(Selected text Opens)
That wasn't enough for some of his party's most liberal members.

Critics on social media quickly knocked Mr Castro's plan to provide only two years of free higher education — instead of four — as "half measures", ''scraps" and "corporate Dem doublespeak". Aware of the backlash, the former Obama administration Cabinet member clarified his position in an interview days later.

"At least the first two years of college or university or apprenticeship programme should be tuition free — and preferably four years," Mr Castro said. "We're going to work toward that."

Welcome to the 2020 presidential primaries. Almost no policy is too liberal for Democrats fighting to win over their party's base, which is demanding a presidential nominee dedicated to pursuing bold action on America's most pressing challenges.

Among two dozen possible candidates, virtually all have embraced universal health care in one form or another. Some have rallied behind free college, job guarantee programmes, a $15 (Dh55) minimum wage and abolishing — or at least reconstituting — the federal agency that enforces immigration laws. While few have outlined detailed proposals to fund their priorities, most would generate new revenue by taxing the rich.

The leftward lurch on top policies carries risks.

President Donald Trump and his Republican allies are betting that voters will ultimately reject the Democratic proposals as extreme. Some GOP leaders cast lesser plans as socialism during the Obama era.

Republican critics are joined by a handful of moderate Democrats, who fear that promises by well-intentioned presidential prospects may create unrealistic expectations with their party's most passionate voters.

Billionaire businessman Michael Bloomberg, a former Republican mayor of New York now considering a Democratic presidential bid, recently opined that primary voters might be receptive to a more moderate approach.

"Most Democrats want a middle-of-the-road strategy," Mr Bloomberg said on ABC's The View. "If you go off on trying to push for something that has no chance of getting done, that we couldn't possibly pay for, that just takes away from where you can really make progress in helping people that need help today."

So far, at least, very few presidential prospects are heeding such warnings.

In the 2016 campaign, Vermont Senator Bernie Sanders, a self-described democratic socialist, was the only presidential contender to support "Medicare for All," a proposal that would essentially provide free healthcare coverage to all Americans. This year, it's hard to find anyone in opposition.
(Selected text Closes)
What to do: Copy the passage on the 2020 Democratic primaries between "The leftward lurch" and "the Obama era.", inclusive, renaming "GOP" as "Republican".
(Extracted entries Opens)
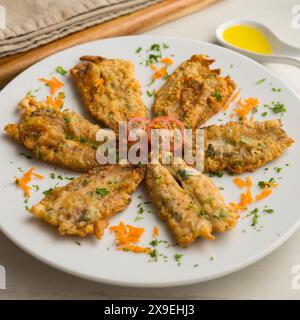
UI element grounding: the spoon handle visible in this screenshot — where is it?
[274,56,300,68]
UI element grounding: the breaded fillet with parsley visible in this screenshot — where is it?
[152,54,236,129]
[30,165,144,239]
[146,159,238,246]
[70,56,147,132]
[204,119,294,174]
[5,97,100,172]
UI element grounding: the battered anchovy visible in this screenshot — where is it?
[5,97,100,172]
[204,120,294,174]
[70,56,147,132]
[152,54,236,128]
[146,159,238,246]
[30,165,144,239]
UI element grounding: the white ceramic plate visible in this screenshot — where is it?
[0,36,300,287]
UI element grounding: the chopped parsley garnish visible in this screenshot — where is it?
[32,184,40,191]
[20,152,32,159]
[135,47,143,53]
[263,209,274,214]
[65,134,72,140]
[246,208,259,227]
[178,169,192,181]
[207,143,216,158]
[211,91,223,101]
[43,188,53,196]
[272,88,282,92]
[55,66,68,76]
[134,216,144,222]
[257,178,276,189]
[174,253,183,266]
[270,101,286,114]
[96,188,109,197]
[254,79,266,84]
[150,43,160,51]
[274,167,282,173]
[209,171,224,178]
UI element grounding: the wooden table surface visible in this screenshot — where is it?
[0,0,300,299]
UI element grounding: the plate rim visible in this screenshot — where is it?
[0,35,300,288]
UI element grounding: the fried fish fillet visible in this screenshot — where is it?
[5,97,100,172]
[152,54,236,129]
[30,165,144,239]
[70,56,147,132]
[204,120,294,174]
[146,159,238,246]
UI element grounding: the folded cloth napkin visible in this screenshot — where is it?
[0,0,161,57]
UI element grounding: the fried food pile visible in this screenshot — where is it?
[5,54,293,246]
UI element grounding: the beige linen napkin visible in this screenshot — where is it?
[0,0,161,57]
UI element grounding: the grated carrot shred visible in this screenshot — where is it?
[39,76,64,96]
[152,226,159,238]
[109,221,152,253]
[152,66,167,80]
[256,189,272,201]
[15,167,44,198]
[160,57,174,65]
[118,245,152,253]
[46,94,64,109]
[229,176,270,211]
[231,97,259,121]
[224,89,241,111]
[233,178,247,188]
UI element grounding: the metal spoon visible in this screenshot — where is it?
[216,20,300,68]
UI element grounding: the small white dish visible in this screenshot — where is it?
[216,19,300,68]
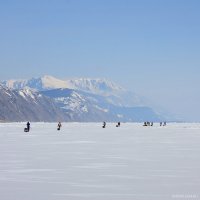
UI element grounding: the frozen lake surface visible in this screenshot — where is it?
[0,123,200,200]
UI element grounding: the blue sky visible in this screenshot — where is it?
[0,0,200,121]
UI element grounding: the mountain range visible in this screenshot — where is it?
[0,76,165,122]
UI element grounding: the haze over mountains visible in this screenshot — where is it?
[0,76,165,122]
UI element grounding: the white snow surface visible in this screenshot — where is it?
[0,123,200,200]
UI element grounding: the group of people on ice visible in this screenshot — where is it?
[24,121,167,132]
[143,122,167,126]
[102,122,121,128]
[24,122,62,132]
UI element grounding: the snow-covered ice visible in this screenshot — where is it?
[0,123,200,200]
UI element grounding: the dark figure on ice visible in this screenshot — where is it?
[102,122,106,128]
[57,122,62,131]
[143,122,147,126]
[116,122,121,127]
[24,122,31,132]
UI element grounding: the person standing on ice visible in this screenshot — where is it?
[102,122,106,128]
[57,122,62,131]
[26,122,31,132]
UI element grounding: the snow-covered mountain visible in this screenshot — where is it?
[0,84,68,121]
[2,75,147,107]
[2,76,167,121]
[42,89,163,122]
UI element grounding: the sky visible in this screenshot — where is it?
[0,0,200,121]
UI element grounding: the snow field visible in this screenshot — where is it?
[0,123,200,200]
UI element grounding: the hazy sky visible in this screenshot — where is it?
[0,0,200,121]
(Extracted entries Closes)
Reply to the task:
The leftward lurch on top policies carries risks.

President Donald Trump and his Republican allies are betting that voters will ultimately reject the Democratic proposals as extreme. Some Republican leaders cast lesser plans as socialism during the Obama era.